Part of a data file:
•••••

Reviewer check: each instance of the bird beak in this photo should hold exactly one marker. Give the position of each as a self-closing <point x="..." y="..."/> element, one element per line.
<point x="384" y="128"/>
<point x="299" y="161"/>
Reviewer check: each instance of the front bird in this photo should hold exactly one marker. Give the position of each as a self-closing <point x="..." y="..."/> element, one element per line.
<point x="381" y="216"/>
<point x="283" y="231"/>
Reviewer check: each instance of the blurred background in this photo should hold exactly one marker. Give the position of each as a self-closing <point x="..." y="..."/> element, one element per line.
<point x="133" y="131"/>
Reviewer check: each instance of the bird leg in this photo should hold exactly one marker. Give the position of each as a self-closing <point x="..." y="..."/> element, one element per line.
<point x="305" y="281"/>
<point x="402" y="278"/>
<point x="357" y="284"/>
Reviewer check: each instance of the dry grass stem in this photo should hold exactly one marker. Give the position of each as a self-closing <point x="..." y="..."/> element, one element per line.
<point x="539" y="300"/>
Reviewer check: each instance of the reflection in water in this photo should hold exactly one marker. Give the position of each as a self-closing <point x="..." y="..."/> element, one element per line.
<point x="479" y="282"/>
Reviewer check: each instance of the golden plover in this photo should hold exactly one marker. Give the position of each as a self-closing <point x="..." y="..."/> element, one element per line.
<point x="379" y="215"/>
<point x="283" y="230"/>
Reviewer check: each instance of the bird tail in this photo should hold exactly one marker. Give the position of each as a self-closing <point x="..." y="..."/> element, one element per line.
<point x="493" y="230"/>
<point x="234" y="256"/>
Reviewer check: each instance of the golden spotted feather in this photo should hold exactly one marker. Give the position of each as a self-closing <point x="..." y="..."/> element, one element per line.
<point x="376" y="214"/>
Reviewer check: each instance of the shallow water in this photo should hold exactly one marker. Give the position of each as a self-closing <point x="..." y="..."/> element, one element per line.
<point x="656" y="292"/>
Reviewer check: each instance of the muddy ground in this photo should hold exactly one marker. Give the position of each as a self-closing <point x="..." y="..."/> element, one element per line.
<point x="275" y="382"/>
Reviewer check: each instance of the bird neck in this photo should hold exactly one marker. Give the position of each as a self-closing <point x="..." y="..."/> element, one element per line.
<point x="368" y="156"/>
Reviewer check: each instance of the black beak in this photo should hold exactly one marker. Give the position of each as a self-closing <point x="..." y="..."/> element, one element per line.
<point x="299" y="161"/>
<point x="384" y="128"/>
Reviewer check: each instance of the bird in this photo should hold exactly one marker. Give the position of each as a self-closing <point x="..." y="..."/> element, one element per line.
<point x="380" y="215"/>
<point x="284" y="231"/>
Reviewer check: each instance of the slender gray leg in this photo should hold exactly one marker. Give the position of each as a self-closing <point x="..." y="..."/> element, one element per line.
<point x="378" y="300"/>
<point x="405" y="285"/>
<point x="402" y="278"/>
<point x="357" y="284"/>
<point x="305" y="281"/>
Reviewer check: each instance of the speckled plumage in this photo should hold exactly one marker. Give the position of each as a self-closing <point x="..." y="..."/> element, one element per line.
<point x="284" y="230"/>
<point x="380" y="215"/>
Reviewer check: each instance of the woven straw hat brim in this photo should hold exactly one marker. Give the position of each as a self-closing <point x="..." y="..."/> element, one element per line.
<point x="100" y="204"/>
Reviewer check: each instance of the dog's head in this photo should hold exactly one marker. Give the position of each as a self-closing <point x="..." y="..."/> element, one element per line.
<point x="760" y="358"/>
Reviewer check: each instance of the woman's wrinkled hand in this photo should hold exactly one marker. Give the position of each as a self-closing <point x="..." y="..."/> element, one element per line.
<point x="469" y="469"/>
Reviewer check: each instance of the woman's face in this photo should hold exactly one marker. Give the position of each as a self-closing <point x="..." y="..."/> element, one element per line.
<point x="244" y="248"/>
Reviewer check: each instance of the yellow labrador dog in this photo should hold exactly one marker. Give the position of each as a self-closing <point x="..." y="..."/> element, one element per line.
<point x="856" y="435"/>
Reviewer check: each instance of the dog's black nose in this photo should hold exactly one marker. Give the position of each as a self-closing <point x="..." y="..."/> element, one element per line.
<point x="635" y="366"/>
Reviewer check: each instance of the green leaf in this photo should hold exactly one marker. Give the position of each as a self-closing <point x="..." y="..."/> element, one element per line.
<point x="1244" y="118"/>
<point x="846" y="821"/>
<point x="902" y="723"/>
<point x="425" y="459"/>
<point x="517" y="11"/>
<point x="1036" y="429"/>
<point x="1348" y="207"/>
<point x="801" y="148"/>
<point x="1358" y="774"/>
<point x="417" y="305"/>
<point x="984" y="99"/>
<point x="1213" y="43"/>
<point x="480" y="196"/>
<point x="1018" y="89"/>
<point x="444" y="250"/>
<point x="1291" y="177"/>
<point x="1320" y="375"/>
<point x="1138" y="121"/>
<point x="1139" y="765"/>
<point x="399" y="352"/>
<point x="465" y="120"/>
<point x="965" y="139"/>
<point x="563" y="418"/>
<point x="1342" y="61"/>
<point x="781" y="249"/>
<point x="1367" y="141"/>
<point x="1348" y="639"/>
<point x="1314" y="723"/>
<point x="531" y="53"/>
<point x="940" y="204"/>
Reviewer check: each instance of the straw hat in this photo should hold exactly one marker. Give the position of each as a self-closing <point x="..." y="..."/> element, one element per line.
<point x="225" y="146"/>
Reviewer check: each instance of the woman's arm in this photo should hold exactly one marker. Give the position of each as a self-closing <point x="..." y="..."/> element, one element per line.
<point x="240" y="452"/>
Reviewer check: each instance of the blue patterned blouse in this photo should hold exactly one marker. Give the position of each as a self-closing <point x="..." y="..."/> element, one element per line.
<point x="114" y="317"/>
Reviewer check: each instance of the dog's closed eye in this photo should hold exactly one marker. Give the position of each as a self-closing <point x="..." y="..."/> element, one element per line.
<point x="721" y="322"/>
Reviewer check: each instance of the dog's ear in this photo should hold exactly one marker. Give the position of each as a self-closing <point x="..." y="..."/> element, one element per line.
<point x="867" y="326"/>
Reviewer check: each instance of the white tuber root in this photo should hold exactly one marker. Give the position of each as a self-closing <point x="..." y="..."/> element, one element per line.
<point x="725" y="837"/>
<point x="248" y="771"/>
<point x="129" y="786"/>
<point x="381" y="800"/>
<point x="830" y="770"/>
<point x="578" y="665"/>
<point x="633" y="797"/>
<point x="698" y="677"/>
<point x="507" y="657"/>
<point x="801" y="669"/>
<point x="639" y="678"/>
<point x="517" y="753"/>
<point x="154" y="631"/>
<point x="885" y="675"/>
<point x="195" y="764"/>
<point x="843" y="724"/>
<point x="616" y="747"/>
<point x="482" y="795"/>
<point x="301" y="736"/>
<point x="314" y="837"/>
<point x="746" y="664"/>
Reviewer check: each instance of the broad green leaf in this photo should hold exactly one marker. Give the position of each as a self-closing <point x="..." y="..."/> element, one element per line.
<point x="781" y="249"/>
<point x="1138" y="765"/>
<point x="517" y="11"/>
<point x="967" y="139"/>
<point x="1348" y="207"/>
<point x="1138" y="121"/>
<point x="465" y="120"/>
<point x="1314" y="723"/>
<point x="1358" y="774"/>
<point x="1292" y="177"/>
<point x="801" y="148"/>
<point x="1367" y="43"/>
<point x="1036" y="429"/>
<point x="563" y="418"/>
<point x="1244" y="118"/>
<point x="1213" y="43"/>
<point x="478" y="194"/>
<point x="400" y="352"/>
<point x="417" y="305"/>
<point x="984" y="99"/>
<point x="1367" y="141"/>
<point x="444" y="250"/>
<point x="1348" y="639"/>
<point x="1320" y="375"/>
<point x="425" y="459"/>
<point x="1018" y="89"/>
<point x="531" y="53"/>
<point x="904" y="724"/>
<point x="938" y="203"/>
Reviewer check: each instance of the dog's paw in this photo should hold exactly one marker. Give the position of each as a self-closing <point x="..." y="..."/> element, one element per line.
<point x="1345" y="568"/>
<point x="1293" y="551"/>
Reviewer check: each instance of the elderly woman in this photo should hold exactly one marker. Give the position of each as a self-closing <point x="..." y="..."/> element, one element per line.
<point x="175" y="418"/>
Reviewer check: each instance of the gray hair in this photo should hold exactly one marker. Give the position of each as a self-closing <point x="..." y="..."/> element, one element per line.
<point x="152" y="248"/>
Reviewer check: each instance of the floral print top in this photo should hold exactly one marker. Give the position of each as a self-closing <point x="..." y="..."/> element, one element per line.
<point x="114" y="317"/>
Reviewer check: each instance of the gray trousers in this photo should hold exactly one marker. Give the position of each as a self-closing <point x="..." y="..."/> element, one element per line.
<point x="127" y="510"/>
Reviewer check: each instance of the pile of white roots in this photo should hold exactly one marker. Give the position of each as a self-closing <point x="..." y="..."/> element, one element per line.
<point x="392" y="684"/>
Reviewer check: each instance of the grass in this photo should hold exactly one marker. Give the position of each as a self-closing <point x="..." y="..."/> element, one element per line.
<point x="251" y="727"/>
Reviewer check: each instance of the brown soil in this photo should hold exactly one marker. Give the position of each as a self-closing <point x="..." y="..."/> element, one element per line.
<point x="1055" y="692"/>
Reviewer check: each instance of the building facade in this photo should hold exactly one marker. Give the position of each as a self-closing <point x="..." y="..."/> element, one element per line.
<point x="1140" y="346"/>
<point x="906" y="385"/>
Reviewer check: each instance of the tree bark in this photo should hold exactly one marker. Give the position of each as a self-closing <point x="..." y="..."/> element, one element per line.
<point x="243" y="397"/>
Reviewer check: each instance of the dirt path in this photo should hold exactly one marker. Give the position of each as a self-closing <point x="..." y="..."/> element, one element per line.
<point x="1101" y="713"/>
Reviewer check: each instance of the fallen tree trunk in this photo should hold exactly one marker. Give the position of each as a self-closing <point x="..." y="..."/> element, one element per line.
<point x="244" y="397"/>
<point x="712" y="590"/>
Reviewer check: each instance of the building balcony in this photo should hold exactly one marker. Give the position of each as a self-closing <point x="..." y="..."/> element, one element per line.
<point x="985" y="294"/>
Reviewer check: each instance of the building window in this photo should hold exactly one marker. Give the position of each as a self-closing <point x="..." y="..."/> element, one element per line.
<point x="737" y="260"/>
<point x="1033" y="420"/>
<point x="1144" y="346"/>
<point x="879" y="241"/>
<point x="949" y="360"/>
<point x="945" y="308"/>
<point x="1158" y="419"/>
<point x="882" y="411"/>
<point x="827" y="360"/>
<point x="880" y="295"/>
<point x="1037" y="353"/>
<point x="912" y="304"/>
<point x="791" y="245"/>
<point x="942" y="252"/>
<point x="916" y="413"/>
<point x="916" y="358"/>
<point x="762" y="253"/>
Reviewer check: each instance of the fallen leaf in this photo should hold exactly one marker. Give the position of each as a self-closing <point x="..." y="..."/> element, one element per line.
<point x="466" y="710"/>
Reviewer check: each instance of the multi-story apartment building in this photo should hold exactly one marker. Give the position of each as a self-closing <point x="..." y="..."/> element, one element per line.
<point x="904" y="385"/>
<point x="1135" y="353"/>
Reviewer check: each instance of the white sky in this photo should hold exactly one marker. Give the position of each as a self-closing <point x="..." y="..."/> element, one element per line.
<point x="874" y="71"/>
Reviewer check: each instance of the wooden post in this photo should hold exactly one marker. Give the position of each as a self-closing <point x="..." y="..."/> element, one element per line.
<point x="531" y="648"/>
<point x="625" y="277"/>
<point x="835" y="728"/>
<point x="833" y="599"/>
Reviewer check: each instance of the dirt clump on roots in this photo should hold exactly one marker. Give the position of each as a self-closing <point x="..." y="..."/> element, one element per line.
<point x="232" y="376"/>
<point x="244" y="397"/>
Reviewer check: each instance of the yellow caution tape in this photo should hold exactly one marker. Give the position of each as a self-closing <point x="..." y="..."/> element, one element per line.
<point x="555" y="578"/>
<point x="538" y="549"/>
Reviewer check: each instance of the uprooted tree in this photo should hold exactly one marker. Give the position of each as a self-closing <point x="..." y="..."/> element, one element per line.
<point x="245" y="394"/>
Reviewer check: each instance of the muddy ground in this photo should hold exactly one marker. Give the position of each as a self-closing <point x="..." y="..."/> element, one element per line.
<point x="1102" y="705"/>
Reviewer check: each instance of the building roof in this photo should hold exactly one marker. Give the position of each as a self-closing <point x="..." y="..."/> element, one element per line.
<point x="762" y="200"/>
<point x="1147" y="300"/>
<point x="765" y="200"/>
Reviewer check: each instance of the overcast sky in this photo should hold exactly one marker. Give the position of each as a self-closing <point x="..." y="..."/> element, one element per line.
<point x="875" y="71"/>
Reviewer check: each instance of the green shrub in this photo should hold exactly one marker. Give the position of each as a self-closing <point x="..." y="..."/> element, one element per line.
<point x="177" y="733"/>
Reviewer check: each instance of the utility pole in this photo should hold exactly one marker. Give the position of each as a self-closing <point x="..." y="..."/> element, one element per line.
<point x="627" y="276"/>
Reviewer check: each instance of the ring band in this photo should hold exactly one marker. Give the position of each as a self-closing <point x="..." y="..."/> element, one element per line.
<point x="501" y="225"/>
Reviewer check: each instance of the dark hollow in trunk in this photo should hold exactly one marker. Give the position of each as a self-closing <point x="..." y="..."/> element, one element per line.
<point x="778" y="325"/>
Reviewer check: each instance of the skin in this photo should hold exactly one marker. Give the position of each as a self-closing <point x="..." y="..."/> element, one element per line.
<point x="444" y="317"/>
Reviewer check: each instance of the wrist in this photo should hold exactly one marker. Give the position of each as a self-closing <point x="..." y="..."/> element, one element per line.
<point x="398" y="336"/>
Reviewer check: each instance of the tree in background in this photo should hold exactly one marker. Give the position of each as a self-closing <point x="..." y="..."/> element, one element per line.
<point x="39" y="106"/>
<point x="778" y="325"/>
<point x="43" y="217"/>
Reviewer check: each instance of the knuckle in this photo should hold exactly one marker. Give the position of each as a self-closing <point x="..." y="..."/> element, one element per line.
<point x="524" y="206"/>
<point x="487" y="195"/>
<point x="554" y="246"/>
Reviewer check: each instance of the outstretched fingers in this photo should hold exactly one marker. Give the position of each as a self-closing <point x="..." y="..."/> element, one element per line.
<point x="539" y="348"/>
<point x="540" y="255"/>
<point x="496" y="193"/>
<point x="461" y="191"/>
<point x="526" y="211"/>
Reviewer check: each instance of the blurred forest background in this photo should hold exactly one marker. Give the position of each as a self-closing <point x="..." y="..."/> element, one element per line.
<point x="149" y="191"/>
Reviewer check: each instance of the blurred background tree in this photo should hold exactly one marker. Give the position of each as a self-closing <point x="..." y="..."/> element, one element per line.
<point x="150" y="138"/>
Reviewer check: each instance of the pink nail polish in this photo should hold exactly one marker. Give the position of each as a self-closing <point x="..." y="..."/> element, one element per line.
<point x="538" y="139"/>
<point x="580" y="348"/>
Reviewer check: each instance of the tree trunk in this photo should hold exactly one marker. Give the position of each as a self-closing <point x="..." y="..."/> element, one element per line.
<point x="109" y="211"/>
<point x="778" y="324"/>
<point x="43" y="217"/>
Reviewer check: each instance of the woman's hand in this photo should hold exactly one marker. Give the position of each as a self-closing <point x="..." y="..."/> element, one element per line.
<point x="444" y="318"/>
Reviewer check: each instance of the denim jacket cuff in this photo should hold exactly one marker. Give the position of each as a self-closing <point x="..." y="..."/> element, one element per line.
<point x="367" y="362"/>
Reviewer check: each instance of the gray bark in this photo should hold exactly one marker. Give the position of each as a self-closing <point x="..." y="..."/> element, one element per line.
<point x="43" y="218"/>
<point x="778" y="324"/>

•••••

Stated problem:
Please copy word for word everything from the line containing "Reviewer check: each instance of the woman's hand" down to the end of the records.

Task result:
Reviewer check: each instance of the woman's hand in this photo should hold exactly one marker. Give the position of each as a self-closing <point x="..." y="..."/> element, one element per line.
<point x="444" y="318"/>
Reviewer check: each instance of the denim jacket cuff in this photo should hold exactly one marker. Give the position of each as a self-closing <point x="..." y="..."/> element, one element per line.
<point x="367" y="362"/>
Reviewer check: each instance of the gray bark in this photo should hold exactly one marker. Give the position of each as a self-closing <point x="..." y="..."/> element, one element per line.
<point x="43" y="218"/>
<point x="778" y="324"/>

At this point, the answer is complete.